__Document__:

# I Help with a difficult (?) regression

1. Oct 11, 2016

### lavoisier

I wonder if someone can please help me understand why a nonlinear regression I'm attempting doesn't work, and suggest how I can tackle it.

It's based on this equation:

$(1-y) \cdot (D \cdot y+K) = n \cdot x \cdot y$

where x is the independent variable, a real number usually between 6400 and 640000, and y is the dependent variable, a real number ∈ (0,1).
D, K and n are real constants. D is known and is usually 1000.
K and n are the ones we want to estimate. K is a real positive number; n is also positive and is usually expected to be a small integer (1, 2 or 3 most of the time). But we accept that n may be non-integer.

The book I took the theory from says the equation can be linearised, so one can run the usual least squares fit.
Here's the equation they suggest:

$\frac {x} {1-y} = \frac {K} {n} \cdot \frac {1} {y} + \frac {D} {n}$

Of course the idea is to plot the LHS vs 1/y, find a line fitting the points, and back-calculate K and n from the slope, intercept and D.

However, when I tried this on my data, in some cases I got a negative value of the intercept, which gave a negative n, and a negative K, as the slope was always positive.
This is physically impossible, given the theory from which the initial equation is derived.
So I'm guessing there is something wrong with the regression (or with the data, or both?).

Then I remembered reading that linearisation-based methods are not so good, as they cause problems with the distribution of the error, or something to that effect, and that nonlinear methods are often preferable.

So I solved the initial equation for y, plotted the experimental y vs the calculated y and tried (using Excel's solver) to find the values of K and n that gave the smallest sum of squared differences between the two.

Unfortunately this gave even worse results than the linear method!
Despite the sum of squares did reach a minimum as required, n became extremely large, and so did K. Again, the theory does not agree with that: n should be quite small and probably an integer.

__Supplied material__:
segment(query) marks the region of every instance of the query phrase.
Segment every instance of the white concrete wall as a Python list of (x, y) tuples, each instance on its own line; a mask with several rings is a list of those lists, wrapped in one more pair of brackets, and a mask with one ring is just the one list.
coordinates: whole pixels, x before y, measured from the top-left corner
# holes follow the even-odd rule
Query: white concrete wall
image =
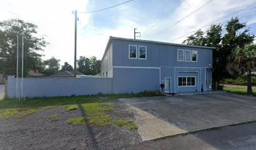
[[(9, 98), (16, 95), (16, 78), (8, 76)], [(21, 94), (21, 79), (18, 78), (18, 91)], [(40, 98), (91, 95), (112, 93), (112, 78), (26, 78), (23, 79), (25, 97)]]

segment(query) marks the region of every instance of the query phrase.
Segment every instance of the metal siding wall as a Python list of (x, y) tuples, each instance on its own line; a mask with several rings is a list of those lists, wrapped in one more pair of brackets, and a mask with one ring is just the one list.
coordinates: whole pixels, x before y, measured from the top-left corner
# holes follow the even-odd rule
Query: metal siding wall
[[(212, 65), (212, 50), (154, 43), (113, 41), (113, 66), (137, 67), (188, 67), (205, 68)], [(129, 59), (129, 45), (147, 46), (147, 59)], [(198, 62), (177, 61), (178, 49), (198, 51)], [(137, 49), (139, 51), (139, 49)]]
[[(111, 49), (112, 48), (112, 44), (111, 44), (110, 46), (108, 48), (108, 49), (106, 52), (106, 54), (104, 56), (104, 58), (102, 59), (102, 62), (100, 66), (100, 72), (103, 73), (106, 71), (107, 69), (109, 69), (111, 66), (111, 61), (112, 61), (112, 55), (111, 55)], [(107, 59), (106, 59), (107, 56)]]
[(174, 68), (161, 68), (161, 83), (164, 84), (165, 78), (171, 78), (171, 92), (174, 92)]
[[(19, 79), (19, 86), (21, 85)], [(111, 94), (112, 78), (24, 78), (28, 98)], [(8, 98), (16, 98), (16, 78), (8, 76)]]
[[(129, 45), (146, 46), (147, 46), (147, 60), (131, 59), (129, 59)], [(164, 78), (171, 77), (173, 92), (178, 91), (178, 72), (179, 71), (198, 71), (197, 80), (198, 90), (201, 90), (201, 85), (203, 84), (204, 90), (205, 87), (205, 67), (212, 66), (212, 51), (209, 49), (190, 48), (179, 46), (171, 46), (158, 44), (150, 42), (142, 42), (139, 41), (127, 41), (122, 40), (114, 40), (113, 46), (113, 66), (131, 66), (131, 67), (159, 67), (161, 68), (161, 81), (160, 77), (156, 79), (160, 81), (164, 80)], [(178, 49), (198, 51), (198, 62), (178, 62), (177, 61), (177, 51)], [(139, 51), (139, 49), (137, 49)], [(209, 66), (210, 64), (210, 66)], [(174, 67), (176, 69), (174, 69)], [(169, 69), (164, 69), (164, 68)], [(123, 74), (119, 71), (113, 72), (113, 77), (121, 78), (120, 74)], [(122, 69), (124, 71), (131, 69)], [(166, 70), (164, 70), (166, 69)], [(174, 72), (175, 70), (175, 72)], [(131, 71), (131, 70), (130, 70)], [(158, 71), (159, 72), (159, 71)], [(127, 72), (130, 74), (131, 72)], [(174, 74), (176, 73), (176, 74)], [(158, 76), (160, 73), (158, 72)], [(123, 76), (125, 76), (124, 75)], [(124, 78), (123, 78), (124, 79)], [(118, 79), (116, 81), (120, 80)], [(116, 84), (117, 85), (117, 84)], [(118, 86), (119, 87), (119, 86)], [(159, 87), (158, 87), (159, 89)], [(121, 90), (121, 89), (119, 89)], [(182, 90), (183, 91), (183, 90)], [(186, 91), (186, 90), (185, 90)]]
[(113, 71), (114, 93), (159, 90), (159, 69), (114, 68)]

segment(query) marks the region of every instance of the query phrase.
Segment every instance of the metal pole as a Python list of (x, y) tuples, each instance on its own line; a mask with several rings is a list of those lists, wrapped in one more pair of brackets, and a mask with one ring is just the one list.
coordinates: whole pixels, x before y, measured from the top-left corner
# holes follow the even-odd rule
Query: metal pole
[(24, 41), (23, 34), (21, 35), (22, 40), (22, 61), (21, 61), (21, 98), (23, 98), (23, 69), (24, 69)]
[(136, 39), (136, 28), (134, 28), (134, 39)]
[(16, 64), (16, 99), (18, 99), (18, 78), (19, 76), (19, 36), (17, 35), (17, 64)]
[(74, 78), (77, 77), (77, 11), (75, 11), (75, 58), (74, 58)]

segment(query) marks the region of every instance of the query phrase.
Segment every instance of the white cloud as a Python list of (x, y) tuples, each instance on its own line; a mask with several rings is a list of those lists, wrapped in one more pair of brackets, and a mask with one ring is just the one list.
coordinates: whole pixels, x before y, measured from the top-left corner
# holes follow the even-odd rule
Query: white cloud
[[(88, 1), (0, 0), (0, 20), (18, 18), (36, 24), (38, 26), (39, 34), (47, 35), (46, 41), (50, 42), (43, 52), (45, 54), (43, 58), (55, 56), (61, 60), (61, 64), (68, 61), (73, 65), (74, 15), (72, 11), (77, 9), (79, 12), (85, 12), (98, 9), (97, 6), (100, 1)], [(109, 6), (106, 6), (122, 2), (117, 1), (109, 1)], [(100, 27), (98, 24), (97, 28), (94, 25), (96, 19), (99, 22), (99, 20), (100, 21), (105, 18), (96, 18), (95, 16), (98, 16), (92, 14), (78, 13), (80, 20), (77, 24), (77, 58), (80, 56), (95, 56), (101, 59), (110, 36), (133, 38), (134, 28), (142, 32), (142, 37), (141, 39), (149, 39), (208, 1), (208, 0), (185, 0), (174, 11), (151, 30), (146, 36), (144, 36), (144, 32), (177, 4), (173, 4), (169, 1), (163, 1), (161, 3), (158, 1), (149, 1), (147, 4), (144, 1), (134, 1), (113, 9), (101, 12), (100, 16), (107, 18), (108, 22), (102, 21)], [(255, 0), (215, 0), (153, 40), (169, 42), (233, 11), (241, 9), (254, 1)], [(141, 7), (142, 3), (143, 7)], [(248, 11), (243, 12), (243, 15), (250, 16)], [(110, 14), (110, 12), (112, 14)], [(238, 14), (242, 14), (242, 12)], [(235, 14), (234, 16), (237, 15)], [(252, 19), (253, 16), (247, 18)], [(248, 24), (255, 22), (254, 18)], [(109, 25), (107, 27), (104, 26), (106, 23)], [(180, 43), (185, 38), (184, 37), (174, 42)]]

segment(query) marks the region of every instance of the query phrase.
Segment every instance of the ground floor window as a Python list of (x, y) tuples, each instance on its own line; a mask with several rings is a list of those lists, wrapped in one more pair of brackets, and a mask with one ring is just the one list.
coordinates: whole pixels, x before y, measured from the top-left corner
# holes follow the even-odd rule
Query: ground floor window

__What you will do__:
- a) Name every letter symbol that the regression thread uses for a variable or constant in its first equation.
- b) Retype the part of the rows that opens with their first line and closes with the line containing "79), (25, 97)]]". Leave out the picture.
The regression thread and the rows have nothing to do with each other.

__Outputs__:
- a) x, y, D, K, n

- b)
segment(query) marks the region of every instance of the query phrase.
Segment every instance of the white concrete wall as a Python list of (x, y) tuples, each instance on its own line; a mask with several rings is a list of those lists, wrapped in one more pair of brackets, and a mask with one ring is just the one list.
coordinates: whole pixels, x before y, measured from the top-left corner
# holes follow the even-odd rule
Query: white concrete wall
image =
[[(9, 98), (16, 95), (16, 78), (8, 76)], [(21, 94), (21, 79), (18, 78), (18, 91)], [(40, 98), (91, 95), (112, 93), (112, 78), (26, 78), (23, 79), (25, 97)]]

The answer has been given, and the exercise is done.